■ Task statement
Output the rows as a numbered list with blank lines omitted, starting at the line that contains "the closet interior" and ending at the line that contains "column 147, row 144", and include nothing outside that span.
----- Excerpted data
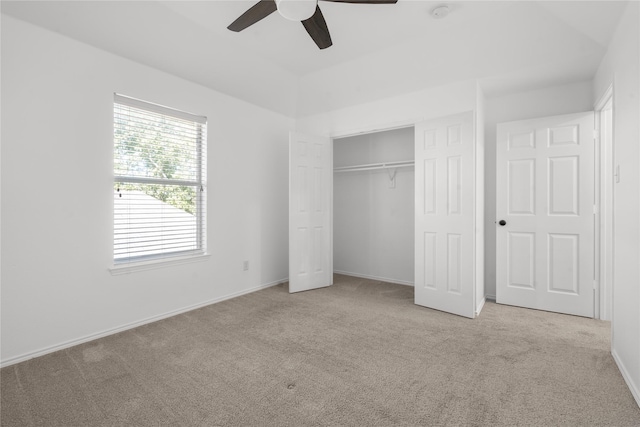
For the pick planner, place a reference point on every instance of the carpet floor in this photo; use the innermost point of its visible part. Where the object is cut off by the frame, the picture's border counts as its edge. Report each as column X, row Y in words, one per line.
column 358, row 353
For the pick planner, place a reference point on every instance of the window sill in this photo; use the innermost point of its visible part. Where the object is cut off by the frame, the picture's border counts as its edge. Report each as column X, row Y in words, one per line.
column 133, row 267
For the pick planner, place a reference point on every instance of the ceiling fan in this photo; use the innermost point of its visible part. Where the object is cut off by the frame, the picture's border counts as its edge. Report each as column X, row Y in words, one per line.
column 305, row 11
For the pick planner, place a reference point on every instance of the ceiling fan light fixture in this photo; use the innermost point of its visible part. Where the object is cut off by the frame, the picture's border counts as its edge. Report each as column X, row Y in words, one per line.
column 440, row 12
column 296, row 10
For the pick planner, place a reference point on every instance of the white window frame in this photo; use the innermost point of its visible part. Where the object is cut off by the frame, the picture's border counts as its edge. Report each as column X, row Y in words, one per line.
column 144, row 262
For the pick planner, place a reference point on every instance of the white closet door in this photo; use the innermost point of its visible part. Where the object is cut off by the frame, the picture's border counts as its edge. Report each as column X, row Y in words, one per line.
column 545, row 213
column 310, row 212
column 445, row 181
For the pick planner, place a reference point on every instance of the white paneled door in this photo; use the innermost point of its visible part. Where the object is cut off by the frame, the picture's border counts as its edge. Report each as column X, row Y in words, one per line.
column 545, row 214
column 310, row 212
column 445, row 217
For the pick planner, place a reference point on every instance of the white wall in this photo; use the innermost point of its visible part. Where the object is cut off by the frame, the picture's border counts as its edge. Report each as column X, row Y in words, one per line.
column 57, row 151
column 479, row 205
column 387, row 113
column 621, row 67
column 571, row 98
column 373, row 225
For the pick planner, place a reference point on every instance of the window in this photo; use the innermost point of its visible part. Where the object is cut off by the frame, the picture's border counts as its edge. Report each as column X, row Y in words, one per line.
column 159, row 182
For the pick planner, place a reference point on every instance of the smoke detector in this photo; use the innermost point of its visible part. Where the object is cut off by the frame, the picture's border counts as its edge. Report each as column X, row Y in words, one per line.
column 440, row 12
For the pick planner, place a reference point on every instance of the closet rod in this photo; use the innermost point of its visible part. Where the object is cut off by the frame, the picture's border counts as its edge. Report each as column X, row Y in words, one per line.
column 372, row 166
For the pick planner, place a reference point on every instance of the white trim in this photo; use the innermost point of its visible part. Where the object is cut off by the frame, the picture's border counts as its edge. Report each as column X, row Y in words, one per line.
column 604, row 216
column 91, row 337
column 480, row 306
column 382, row 279
column 635, row 390
column 132, row 267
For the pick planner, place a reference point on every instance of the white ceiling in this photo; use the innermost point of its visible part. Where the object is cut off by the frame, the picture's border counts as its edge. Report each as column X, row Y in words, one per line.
column 378, row 50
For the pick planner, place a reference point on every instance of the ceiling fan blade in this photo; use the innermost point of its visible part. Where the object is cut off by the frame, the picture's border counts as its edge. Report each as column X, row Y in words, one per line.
column 365, row 1
column 258, row 11
column 317, row 28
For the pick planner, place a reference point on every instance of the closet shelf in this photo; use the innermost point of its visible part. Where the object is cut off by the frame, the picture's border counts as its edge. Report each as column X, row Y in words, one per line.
column 372, row 166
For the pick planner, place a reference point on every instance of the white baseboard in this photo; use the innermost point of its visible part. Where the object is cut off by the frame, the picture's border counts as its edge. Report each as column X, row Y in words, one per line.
column 635, row 389
column 87, row 338
column 479, row 308
column 366, row 276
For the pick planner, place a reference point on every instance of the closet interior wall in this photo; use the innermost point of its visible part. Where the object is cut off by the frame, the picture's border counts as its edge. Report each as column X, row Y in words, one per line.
column 374, row 209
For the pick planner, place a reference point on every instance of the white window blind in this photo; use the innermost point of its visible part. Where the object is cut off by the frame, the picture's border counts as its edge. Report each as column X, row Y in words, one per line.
column 159, row 182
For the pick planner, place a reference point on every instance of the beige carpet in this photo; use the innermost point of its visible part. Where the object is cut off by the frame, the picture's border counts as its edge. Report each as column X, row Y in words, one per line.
column 359, row 353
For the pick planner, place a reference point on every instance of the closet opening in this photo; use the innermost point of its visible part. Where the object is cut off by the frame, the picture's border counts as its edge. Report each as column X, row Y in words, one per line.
column 374, row 205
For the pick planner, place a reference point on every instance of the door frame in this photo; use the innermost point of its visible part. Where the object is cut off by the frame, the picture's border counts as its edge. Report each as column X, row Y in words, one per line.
column 604, row 239
column 356, row 132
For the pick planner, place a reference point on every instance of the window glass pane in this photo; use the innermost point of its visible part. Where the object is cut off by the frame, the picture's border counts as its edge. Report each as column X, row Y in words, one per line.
column 154, row 219
column 159, row 189
column 147, row 144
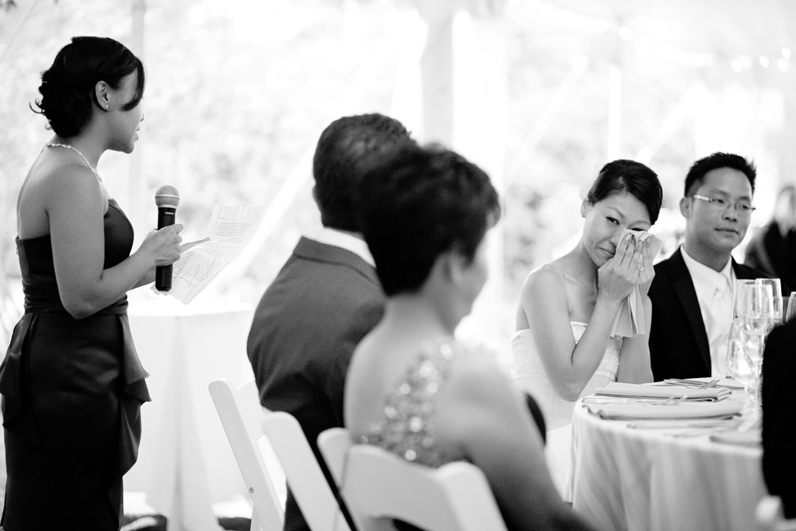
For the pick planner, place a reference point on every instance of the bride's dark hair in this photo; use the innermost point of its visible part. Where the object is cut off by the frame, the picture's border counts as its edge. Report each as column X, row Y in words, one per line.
----------
■ In response
1. For the pick planner, place a reference point on every instance of the closet interior wall in this photo; use the innermost point of its visible part. Where the object is cut off by the frame, the picture's border counts as its edge. Report each as column X, row Y in words, one per line.
2. column 374, row 209
3. For the pick planner, place a reference point on every instance of the white window blind in this photo; use the innermost point of its visible part. Where the object is cut off by the frame, the picture's border counts as its edge. Report each as column X, row Y in words, one per line.
4. column 159, row 182
5. For the pick planner, place a reference point on every instance of the beige carpet in this photo; use the innermost point of its visible part. Where the object is cut off by the frame, the picture's border counts as its edge. Report each as column X, row Y in words, one per line.
6. column 359, row 353
7. For the pick planner, place a reference point on every instance of the closet opening in this photo; use the innermost point of its visible part. Where the object is cut off by the frame, the picture's border counts as its edge. Report each as column X, row Y in words, one per line.
8. column 374, row 205
9. For the pick planner, place a reference point on every instance of the door frame in this photo; use the innermost point of its visible part. Where the object is cut off by the frame, the picture's border counts as its edge. Report each as column X, row Y in words, one per line.
10. column 604, row 239
11. column 356, row 132
12. For the pick planner, place a reference point on every instance of the window glass pane in this photo; use the innermost point of its visible part. Where the object is cut off by the frame, the picture's border counts as its edge. Report each as column X, row Y in words, one per line.
13. column 154, row 219
14. column 159, row 189
15. column 147, row 144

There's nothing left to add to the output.